# Task item
What follows is a listing. Write it all out exactly.
====
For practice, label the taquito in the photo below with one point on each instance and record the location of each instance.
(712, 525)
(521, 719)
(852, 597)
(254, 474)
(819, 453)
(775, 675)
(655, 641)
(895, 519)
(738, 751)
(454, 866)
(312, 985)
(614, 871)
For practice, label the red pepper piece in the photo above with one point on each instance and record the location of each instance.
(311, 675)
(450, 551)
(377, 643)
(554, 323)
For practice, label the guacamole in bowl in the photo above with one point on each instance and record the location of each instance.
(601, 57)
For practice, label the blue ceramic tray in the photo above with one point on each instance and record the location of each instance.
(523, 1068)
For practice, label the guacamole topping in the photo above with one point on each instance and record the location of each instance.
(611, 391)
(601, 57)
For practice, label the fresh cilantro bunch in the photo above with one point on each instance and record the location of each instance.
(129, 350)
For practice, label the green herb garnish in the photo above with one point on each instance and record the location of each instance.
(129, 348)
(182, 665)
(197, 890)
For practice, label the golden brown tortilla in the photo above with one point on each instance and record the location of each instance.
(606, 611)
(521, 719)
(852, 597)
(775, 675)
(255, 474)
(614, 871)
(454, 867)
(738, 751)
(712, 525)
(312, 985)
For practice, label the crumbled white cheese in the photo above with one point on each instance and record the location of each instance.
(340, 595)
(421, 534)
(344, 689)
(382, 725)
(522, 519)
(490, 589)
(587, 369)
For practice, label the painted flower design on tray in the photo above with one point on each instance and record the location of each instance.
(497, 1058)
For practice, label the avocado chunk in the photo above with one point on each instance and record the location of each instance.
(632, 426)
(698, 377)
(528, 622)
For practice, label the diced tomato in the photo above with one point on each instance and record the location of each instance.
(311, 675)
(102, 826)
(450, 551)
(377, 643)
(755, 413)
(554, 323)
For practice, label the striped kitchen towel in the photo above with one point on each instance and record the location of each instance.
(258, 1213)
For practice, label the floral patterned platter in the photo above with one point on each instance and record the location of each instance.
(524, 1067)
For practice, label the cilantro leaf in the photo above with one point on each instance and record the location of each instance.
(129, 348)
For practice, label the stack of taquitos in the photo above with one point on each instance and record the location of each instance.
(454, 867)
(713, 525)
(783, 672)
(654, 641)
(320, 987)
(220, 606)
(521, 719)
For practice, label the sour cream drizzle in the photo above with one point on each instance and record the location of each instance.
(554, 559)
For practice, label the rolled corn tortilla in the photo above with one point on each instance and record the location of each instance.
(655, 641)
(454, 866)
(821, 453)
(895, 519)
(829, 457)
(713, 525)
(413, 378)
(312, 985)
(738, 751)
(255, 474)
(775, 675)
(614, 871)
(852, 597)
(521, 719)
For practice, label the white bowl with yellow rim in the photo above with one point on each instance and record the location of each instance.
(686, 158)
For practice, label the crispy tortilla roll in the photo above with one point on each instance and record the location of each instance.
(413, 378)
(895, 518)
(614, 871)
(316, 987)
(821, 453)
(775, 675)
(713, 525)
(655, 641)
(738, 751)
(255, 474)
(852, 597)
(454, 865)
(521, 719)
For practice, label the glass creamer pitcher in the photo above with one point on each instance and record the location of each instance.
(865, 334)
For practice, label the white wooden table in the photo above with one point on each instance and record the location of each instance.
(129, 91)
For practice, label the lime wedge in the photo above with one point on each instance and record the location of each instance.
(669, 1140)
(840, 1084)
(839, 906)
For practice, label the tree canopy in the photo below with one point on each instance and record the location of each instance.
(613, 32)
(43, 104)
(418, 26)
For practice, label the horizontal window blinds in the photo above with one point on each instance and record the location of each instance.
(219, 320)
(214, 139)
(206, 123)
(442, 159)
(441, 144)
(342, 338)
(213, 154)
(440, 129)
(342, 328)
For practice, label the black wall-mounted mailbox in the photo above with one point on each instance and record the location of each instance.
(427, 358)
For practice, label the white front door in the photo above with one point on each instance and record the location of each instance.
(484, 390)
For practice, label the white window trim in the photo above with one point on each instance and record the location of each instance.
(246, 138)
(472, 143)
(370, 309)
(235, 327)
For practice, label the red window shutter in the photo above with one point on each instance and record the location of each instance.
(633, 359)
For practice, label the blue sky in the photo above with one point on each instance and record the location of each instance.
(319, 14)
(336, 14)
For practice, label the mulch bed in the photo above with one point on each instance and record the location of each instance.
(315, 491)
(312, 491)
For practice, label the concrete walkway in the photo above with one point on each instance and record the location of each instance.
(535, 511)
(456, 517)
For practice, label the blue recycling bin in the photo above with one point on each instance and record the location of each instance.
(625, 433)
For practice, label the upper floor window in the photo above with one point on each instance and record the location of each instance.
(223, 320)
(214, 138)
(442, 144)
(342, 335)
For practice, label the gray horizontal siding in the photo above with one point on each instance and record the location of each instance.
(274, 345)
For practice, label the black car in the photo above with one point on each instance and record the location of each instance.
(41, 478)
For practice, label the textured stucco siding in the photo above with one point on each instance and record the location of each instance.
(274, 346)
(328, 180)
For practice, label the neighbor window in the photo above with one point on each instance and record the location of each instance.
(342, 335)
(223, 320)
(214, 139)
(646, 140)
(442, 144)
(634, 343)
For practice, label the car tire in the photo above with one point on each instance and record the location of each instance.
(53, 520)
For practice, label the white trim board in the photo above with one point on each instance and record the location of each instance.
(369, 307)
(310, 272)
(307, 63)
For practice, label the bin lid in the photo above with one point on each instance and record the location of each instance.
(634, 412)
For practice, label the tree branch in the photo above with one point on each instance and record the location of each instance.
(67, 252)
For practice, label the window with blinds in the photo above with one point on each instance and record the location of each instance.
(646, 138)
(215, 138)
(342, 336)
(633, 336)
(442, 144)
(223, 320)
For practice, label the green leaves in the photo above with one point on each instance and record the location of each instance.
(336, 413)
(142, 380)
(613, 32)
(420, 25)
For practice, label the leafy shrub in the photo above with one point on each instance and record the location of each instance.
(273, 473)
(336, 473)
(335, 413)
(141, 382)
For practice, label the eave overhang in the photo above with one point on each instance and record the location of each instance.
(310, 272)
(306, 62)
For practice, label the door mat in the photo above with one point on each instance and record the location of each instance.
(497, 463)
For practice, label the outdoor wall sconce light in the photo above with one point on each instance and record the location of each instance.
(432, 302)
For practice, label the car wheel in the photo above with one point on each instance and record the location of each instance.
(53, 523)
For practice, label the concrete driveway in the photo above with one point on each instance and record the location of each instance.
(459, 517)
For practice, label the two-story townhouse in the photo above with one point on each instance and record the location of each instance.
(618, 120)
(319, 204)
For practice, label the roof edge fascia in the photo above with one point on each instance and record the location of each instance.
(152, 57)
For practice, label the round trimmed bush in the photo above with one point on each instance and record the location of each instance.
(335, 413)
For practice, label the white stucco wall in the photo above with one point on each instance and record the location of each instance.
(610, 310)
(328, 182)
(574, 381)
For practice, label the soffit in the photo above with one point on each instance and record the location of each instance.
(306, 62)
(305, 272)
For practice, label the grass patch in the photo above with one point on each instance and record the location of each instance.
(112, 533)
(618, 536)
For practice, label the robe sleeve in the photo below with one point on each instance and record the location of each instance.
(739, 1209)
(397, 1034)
====
# Finished exercise
For practice, label the taquito in the photo below with one point on each instance and record the location of each instance.
(712, 525)
(521, 719)
(852, 597)
(254, 474)
(819, 453)
(775, 675)
(655, 641)
(895, 519)
(738, 751)
(454, 866)
(312, 985)
(614, 871)
For practice, label the red pepper piece in the photo above with one point on each instance and record the location of each instance.
(311, 675)
(450, 551)
(377, 643)
(554, 323)
For practice, label the guacamole in bowl in the photo above with one point on each instance and record the location of each instance.
(601, 57)
For practice, label the blue ceramic tray in the photo above with one point on each instance and record the location of each instance.
(523, 1068)
For practice, label the guacamole topping in the photo above with one point on each instance and record the location of each instance.
(611, 391)
(601, 57)
For practice, label the fresh cilantro bunch in the photo above with one point on each instance and record the location of each instance.
(129, 350)
For practice, label the green herb garnish in the photo above with one point on each instance and record the location of each instance.
(129, 348)
(182, 665)
(197, 890)
For practice, label the golden brown tortilla in the photo above with one point on each instance and record the location of each instance.
(606, 611)
(521, 719)
(852, 597)
(775, 675)
(255, 474)
(614, 871)
(454, 867)
(738, 751)
(712, 525)
(312, 985)
For practice, label the crumbled white cheese in the photo above with one point on each instance and record the location of each instance.
(340, 595)
(421, 534)
(344, 689)
(382, 725)
(522, 519)
(490, 589)
(587, 369)
For practice, label the painted flower design on tray in the photo above with one point on each instance and record the location of each instance.
(497, 1058)
For practice, label the avocado chunk in the photo above with one point on each instance and record the location of each instance.
(632, 426)
(698, 377)
(528, 622)
For practice, label the diced tomato in the photo above with one point on each instance and record the location of each instance.
(311, 675)
(102, 826)
(450, 551)
(377, 643)
(755, 413)
(554, 323)
For practice, label the striped kitchen towel in the photo above with one point on each instance and record the location of each instance.
(258, 1213)
For practice, label the floral patterned platter in the photo above with one point on each instance and record the location of each instance.
(524, 1067)
For practice, label the cilantro leaf in the photo above with one point on each instance and record the location of each instance.
(129, 348)
For practice, label the stack of taquitos in the photo above with one point on each instance and record the location of each instance.
(454, 867)
(713, 525)
(783, 672)
(654, 641)
(320, 987)
(220, 606)
(521, 719)
For practice, label the sour cream drizzle in the photo above with one point on each instance and record the location of each instance.
(554, 559)
For practice, label the rolled corn tortilla in the photo above with one point on each instance and record the location of each instance.
(655, 641)
(454, 866)
(821, 453)
(895, 519)
(829, 457)
(713, 525)
(413, 378)
(312, 985)
(738, 751)
(255, 474)
(775, 675)
(614, 871)
(852, 597)
(521, 719)
For practice, label the white bowl with yellow rim in the photo above with one point on each instance and record the location of each instance.
(686, 158)
For practice, label the crispy tortilla roll in the photo above with one point on each instance and record the location of each instance.
(413, 378)
(895, 518)
(614, 871)
(316, 987)
(821, 453)
(775, 675)
(713, 525)
(655, 641)
(738, 751)
(255, 474)
(852, 597)
(454, 865)
(521, 719)
For practice, label the glass creamer pitcher in the photo above with one point on each instance and record the location of each instance.
(865, 334)
For practice, label the white wooden table in the photo above with one point on each instance and record the location of each instance.
(129, 91)
For practice, label the lime wedge in the photo above with one point on each instance and record the location of each instance.
(669, 1140)
(840, 1084)
(839, 906)
For practice, label the tree canopy in the photo below with one point on each instance and record the location of each instance.
(613, 32)
(43, 104)
(418, 26)
For practice, label the horizontal window blinds in the photo above with one point on each instance and record the location of each instance.
(219, 320)
(214, 139)
(206, 123)
(442, 159)
(441, 144)
(342, 338)
(213, 154)
(440, 129)
(342, 328)
For practice, label the black wall-mounted mailbox in the photo above with one point on each instance and record the location of each instance.
(427, 358)
For practice, label the white front door in the photo above with one point on each instance and record the location of each instance.
(484, 390)
For practice, label the white window trim in the photo above with one point on each instance and record the location of each instance.
(246, 138)
(472, 143)
(370, 309)
(235, 327)
For practice, label the red window shutter in the photo above with one point on each instance and record the location of each instance.
(633, 359)
For practice, label the blue sky in the photo above with one point on each instance and record the location of each instance.
(319, 14)
(336, 14)
For practice, label the mulch bed in the photo above with one point on each instance and record the location of each instance.
(315, 491)
(312, 491)
For practice, label the concrete walkway in the photo above with one point on each instance and record the location of each instance.
(535, 511)
(456, 517)
For practice, label the blue recycling bin in the photo above with one point on each instance and record the location of each instance.
(625, 433)
For practice, label the upper floor window in the photo above with one point on each instance and record the location of each instance.
(223, 320)
(214, 138)
(442, 144)
(342, 335)
For practice, label the gray horizontal siding in the photo above with one point on each instance and record the location of each instance.
(274, 345)
For practice, label the black car in the photo above with one point on each instance and record the location of each instance.
(41, 478)
For practice, label the textured stucco siding in the photo above with one point on each instance and record the location of each instance.
(274, 346)
(328, 180)
For practice, label the neighbor window in the photo above with one point on each instance and record the location of each instance.
(342, 335)
(223, 320)
(214, 139)
(646, 140)
(442, 144)
(634, 343)
For practice, label the car tire in the photo above with one point on each instance and record the location of each instance.
(53, 520)
For practice, label the white trim board in the photo above with one point on each instance and record the location of each instance.
(369, 307)
(310, 272)
(307, 63)
For practice, label the bin lid in the photo above with one point on each instance and record the location of each instance.
(634, 412)
For practice, label the tree branch in the photo above with one point on each instance and record the location of each instance.
(67, 252)
For practice, label the window with blinds in the photo above with one point on each instance and record the location of each instance.
(646, 138)
(215, 138)
(342, 336)
(633, 336)
(442, 144)
(223, 320)
For practice, label the green leaves in the photo above with one point on each instance and record the location of each instance.
(336, 413)
(142, 380)
(613, 32)
(420, 25)
For practice, label the leafy shrub in the photo above with one point on each instance and record the location of each instance.
(273, 473)
(336, 473)
(335, 413)
(141, 382)
For practice, label the eave overhang in the photo above with one point on each instance and record the location of each instance.
(310, 272)
(306, 62)
For practice, label the door mat in the photo above with one point on each instance and record the location of each instance.
(497, 463)
For practice, label the outdoor wall sconce light in the photo above with one point on each instance and record the location of each instance.
(432, 302)
For practice, label the car wheel in the photo above with one point on each instance and record the location of each instance.
(53, 523)
For practice, label the concrete driveway in the photo above with one point on each instance and record the location of each instance.
(459, 517)
For practice, label the two-story townhouse in the photo above with one point on each instance and record the location of each instance.
(618, 120)
(319, 204)
For practice, label the roof edge fascia in the photo above with one point on each instance and record the location of each instance.
(152, 57)
For practice, label the round trimmed bush in the photo above with one point on each instance and record the location of each instance.
(335, 413)
For practice, label the white stucco wall in the photo above with one point on each instance and record the location of each instance.
(610, 310)
(328, 182)
(574, 381)
For practice, label the soffit in the photo above with one point on each instance and record the location of each instance.
(306, 62)
(305, 272)
For practice, label the grass patch in the photo above with one point on each instance and record the location of each instance.
(112, 533)
(618, 536)
For practice, label the robe sleeve in the photo below with one point on each instance and record the location of each instance.
(739, 1209)
(397, 1034)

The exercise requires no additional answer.